### Data to use:
Content starts

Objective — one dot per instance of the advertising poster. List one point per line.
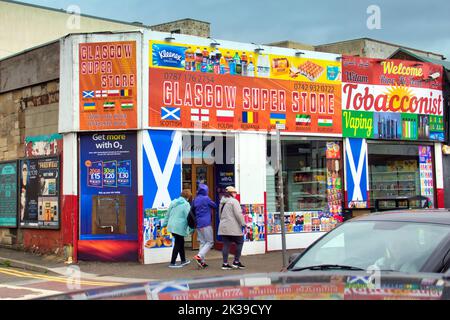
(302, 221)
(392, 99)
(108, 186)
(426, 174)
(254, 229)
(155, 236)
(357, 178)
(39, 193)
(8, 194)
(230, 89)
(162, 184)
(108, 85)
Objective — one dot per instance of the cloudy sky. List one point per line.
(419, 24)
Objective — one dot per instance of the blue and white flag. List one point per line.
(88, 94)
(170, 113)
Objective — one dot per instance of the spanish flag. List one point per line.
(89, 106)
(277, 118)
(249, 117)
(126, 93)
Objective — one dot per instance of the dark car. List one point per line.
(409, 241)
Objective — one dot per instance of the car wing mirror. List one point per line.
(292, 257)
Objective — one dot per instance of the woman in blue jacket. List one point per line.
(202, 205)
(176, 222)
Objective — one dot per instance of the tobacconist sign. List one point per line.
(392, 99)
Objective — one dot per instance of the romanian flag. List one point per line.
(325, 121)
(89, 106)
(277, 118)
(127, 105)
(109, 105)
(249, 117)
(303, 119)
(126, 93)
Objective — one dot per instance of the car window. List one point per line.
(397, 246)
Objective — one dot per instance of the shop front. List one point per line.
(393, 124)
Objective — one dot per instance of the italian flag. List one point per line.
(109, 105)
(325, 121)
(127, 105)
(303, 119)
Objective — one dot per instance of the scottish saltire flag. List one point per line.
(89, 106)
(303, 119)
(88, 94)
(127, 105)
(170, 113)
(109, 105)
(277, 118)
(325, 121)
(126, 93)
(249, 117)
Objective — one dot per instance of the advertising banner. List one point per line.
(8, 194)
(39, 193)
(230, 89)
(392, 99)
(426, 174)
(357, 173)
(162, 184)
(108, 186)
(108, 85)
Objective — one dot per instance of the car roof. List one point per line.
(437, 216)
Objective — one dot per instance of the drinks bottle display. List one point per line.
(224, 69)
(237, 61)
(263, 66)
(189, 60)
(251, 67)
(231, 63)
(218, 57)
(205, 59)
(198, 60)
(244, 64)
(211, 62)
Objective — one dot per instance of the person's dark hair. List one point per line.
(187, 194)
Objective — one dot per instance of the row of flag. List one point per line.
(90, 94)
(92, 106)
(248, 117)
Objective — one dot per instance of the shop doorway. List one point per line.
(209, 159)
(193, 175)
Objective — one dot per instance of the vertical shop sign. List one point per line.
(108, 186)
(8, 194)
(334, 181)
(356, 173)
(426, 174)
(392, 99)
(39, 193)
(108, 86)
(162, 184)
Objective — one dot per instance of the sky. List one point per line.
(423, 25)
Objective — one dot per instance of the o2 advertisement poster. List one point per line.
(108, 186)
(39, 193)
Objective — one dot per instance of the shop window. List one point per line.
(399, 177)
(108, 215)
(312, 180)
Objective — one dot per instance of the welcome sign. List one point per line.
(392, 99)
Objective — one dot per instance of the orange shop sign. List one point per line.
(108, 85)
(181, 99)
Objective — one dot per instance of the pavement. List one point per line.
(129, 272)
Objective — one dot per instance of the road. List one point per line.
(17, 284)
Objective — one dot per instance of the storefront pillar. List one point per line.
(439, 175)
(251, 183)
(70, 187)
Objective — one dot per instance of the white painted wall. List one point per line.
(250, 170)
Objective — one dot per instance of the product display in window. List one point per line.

Content ends

### How to complete this task:
Because the pictures are not wanted, retype only the text of every record, exactly as given.

### Response to this task:
Objective — one dot per instance of the advertising poster. List one point per line.
(302, 221)
(392, 99)
(108, 186)
(426, 174)
(254, 229)
(155, 236)
(357, 178)
(39, 193)
(8, 194)
(230, 89)
(162, 184)
(108, 85)
Objective — one dot per instance of the cloudy sky. List one point per line.
(419, 24)
Objective — one dot per instance of the blue and white flag. List one point per line.
(88, 94)
(170, 113)
Objective — one dot per instance of the spanish flag. List one point per line.
(89, 106)
(277, 118)
(249, 117)
(126, 93)
Objective — one dot per instance of the dark car. List one point per line.
(409, 241)
Objective — one dot per instance of the car wing mirror. List one point per line.
(292, 257)
Objective — one dot per instance of the woman in blue jacket. List one point per line.
(202, 205)
(176, 222)
Objective — one dot per instance of the tobacconist sign. List one point per line.
(392, 99)
Objective — one dot per instance of the romanian flag. List one point per line.
(325, 121)
(89, 106)
(277, 118)
(127, 105)
(109, 105)
(249, 117)
(303, 119)
(126, 93)
Objective — one dot per instance of the car window. List one point per line.
(397, 246)
Objective — one dot per instance of the shop front. List one point per line.
(393, 124)
Objective — one dot per instance of the italian flag. List one point per line.
(109, 105)
(325, 121)
(127, 105)
(303, 119)
Objective — one dot per instance of the scottish saltire flag. List one point per line.
(89, 106)
(303, 119)
(88, 94)
(127, 105)
(170, 113)
(109, 105)
(277, 118)
(325, 121)
(126, 93)
(249, 117)
Objective — one dot per instance of the advertising banner. List one point per line.
(8, 194)
(39, 193)
(230, 89)
(392, 99)
(426, 174)
(357, 173)
(162, 184)
(108, 186)
(108, 85)
Objective — one dot per instance of the car roof. List one point per line.
(437, 216)
Objective — one dot per instance of the drinks bottle display. List one point per line.
(224, 69)
(237, 61)
(263, 66)
(189, 60)
(251, 67)
(231, 63)
(218, 57)
(205, 59)
(198, 60)
(244, 64)
(211, 62)
Objective — one dot per instance of the person's dark hair. List one point per line.
(187, 194)
Objective — one dot per instance of the row of flag. List one point per line.
(90, 94)
(92, 106)
(248, 117)
Objective — one dot per instance of the shop doorway. List one point per line.
(209, 159)
(193, 175)
Objective — one dot per instance of the vertical shop sign. List one point per line.
(108, 186)
(8, 194)
(334, 181)
(356, 173)
(426, 174)
(392, 99)
(39, 193)
(108, 86)
(162, 184)
Objective — one dot per instance of the sky. List one point per line.
(423, 25)
Objective — one dot per instance of the o2 advertisement poster. List one point per line.
(108, 186)
(39, 193)
Objective — one dot per instance of the shop window. List one point per line.
(399, 177)
(108, 215)
(312, 180)
Objective — one dot per instance of the welcome sign. List one point per line.
(392, 99)
Objective — one dot per instance of the orange shop sign. List one point per line.
(108, 85)
(181, 99)
Objective — one dot per instance of the pavement. List one point per line.
(129, 272)
Objective — one dot per instance of the road. List one point per line.
(17, 284)
Objective — one dot per instance of the storefront pillar. List one point per line.
(439, 175)
(251, 183)
(70, 187)
Objective — one dot per instance of the white painted wall. List one point per line.
(250, 170)
Objective — one dot per instance of the product display in window. List one point per line.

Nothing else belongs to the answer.